#### AIM:
Print every one of the rows below word for word, without changing anything.

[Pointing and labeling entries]
--

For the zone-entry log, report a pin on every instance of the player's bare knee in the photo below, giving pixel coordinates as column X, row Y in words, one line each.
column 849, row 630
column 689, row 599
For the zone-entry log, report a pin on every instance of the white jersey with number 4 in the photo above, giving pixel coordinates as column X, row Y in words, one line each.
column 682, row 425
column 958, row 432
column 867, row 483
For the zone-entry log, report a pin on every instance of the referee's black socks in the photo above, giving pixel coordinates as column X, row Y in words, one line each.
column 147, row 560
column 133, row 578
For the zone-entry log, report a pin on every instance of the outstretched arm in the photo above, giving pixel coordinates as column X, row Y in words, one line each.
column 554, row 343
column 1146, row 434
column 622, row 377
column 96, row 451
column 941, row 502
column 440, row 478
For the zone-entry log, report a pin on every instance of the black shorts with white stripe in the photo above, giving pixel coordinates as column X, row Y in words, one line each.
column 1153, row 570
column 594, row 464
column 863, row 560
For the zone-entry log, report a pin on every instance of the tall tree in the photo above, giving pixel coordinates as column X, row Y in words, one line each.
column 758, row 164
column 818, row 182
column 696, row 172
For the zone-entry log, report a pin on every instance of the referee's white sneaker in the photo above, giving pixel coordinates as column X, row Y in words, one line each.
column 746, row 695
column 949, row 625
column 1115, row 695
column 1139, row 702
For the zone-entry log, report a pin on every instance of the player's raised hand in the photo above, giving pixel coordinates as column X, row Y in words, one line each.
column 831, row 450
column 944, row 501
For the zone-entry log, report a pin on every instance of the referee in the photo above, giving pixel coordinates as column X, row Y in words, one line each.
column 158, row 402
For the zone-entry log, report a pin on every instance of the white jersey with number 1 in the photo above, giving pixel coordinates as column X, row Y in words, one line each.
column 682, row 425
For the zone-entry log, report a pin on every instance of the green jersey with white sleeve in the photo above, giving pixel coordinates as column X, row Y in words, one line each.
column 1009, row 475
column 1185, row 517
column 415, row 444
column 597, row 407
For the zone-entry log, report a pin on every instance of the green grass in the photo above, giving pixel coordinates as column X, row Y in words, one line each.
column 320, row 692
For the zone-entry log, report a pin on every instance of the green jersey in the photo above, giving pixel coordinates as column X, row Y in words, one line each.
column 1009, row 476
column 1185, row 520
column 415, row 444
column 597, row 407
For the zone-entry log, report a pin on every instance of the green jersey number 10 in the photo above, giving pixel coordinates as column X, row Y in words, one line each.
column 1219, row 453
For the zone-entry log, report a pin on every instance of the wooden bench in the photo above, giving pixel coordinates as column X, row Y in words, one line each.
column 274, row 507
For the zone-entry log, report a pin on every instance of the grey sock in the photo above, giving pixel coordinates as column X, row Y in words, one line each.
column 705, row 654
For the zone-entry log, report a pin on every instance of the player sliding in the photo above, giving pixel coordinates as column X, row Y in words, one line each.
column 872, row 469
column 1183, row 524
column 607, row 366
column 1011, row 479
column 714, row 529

--

#### SOLUTION TO THE PROBLEM:
For the zone-entry log, report a pin on every instance of the player's bare knee in the photo below, giving pixel coordinates as column X, row Y in words, one line each.
column 849, row 630
column 689, row 599
For the zone-entry log, report a pin on every instance of the white jersey with number 4 in the photo above, giving pixel coordinates as column X, row Y in words, one line each.
column 682, row 425
column 958, row 432
column 867, row 483
For the zone-entry log, report a pin on every instance of the referee's black socks in the photo above, giving pixel coordinates as column X, row Y in words, one line each.
column 147, row 560
column 133, row 578
For the zone-entry log, report a pin on every instance of the outstretched arm in the photo above, giving pixel coordinates as column X, row Y in words, one line each.
column 554, row 343
column 1146, row 434
column 622, row 377
column 96, row 451
column 941, row 502
column 440, row 478
For the zone-entry log, report a pin on every instance of the black shorts with white stripe in the photo above, giving pixel coordinates as column X, row Y in words, one line each.
column 1153, row 570
column 594, row 464
column 863, row 560
For the zone-entry log, report a pin on every instance of the tall tree in the photo above, giving pixel coordinates as column X, row Y in words, one line each.
column 758, row 164
column 818, row 182
column 696, row 172
For the zone-entry log, report a pin on every instance of the referee's white sneaker in the photo above, giving pixel coordinates as column X, row Y in words, one line each.
column 746, row 695
column 949, row 625
column 1115, row 695
column 1139, row 702
For the zone-entry log, report a pin on every instance of the player's raised hand in the photo above, giving pixel coordinates as column X, row Y in words, one line each.
column 831, row 450
column 944, row 501
For the zone-entry log, report a pin on every instance of the referee in the photo above, giving pixel coordinates as column X, row Y in words, one line each.
column 158, row 402
For the zone-entry log, report a pin on every instance of the white jersey with number 1 in the photo above, giving pixel coordinates as column X, row Y in words, one line each.
column 682, row 425
For the zone-entry log, report a pin on every instance of the green jersey with white sleeve in the photo above, giving pixel coordinates as column X, row Y in words, one line each.
column 1009, row 475
column 1185, row 517
column 415, row 444
column 597, row 407
For the zone-entry log, report a pin on every instance of the green grass in the photo above, giving pixel coordinates as column X, row Y in words, one line each.
column 320, row 692
For the zone-entry log, report a pin on every instance of the green jersey in the photo above, giving pixel coordinates as column X, row Y in words, one line each.
column 1009, row 476
column 1185, row 520
column 415, row 444
column 597, row 407
For the zone-entry log, report a pin on every instance of the green jersey number 10 in the photo above, giving pixel coordinates as column X, row Y in words, one line each.
column 1219, row 453
For the zone-entry log, report a pin on every instance of the wooden bench in the photo above, giving pixel coordinates as column X, row Y in words, one line each.
column 274, row 507
For the zone-entry log, report a pin on every instance of the grey sock in the photo above, giving pixel coordinates as column X, row Y in words, one line each.
column 705, row 654
For the zone-entry log, report a pin on every instance of the player sliding in the photo above, giving pixel coordinates as column X, row Y in words, one line each.
column 872, row 469
column 1183, row 524
column 607, row 366
column 1011, row 479
column 714, row 529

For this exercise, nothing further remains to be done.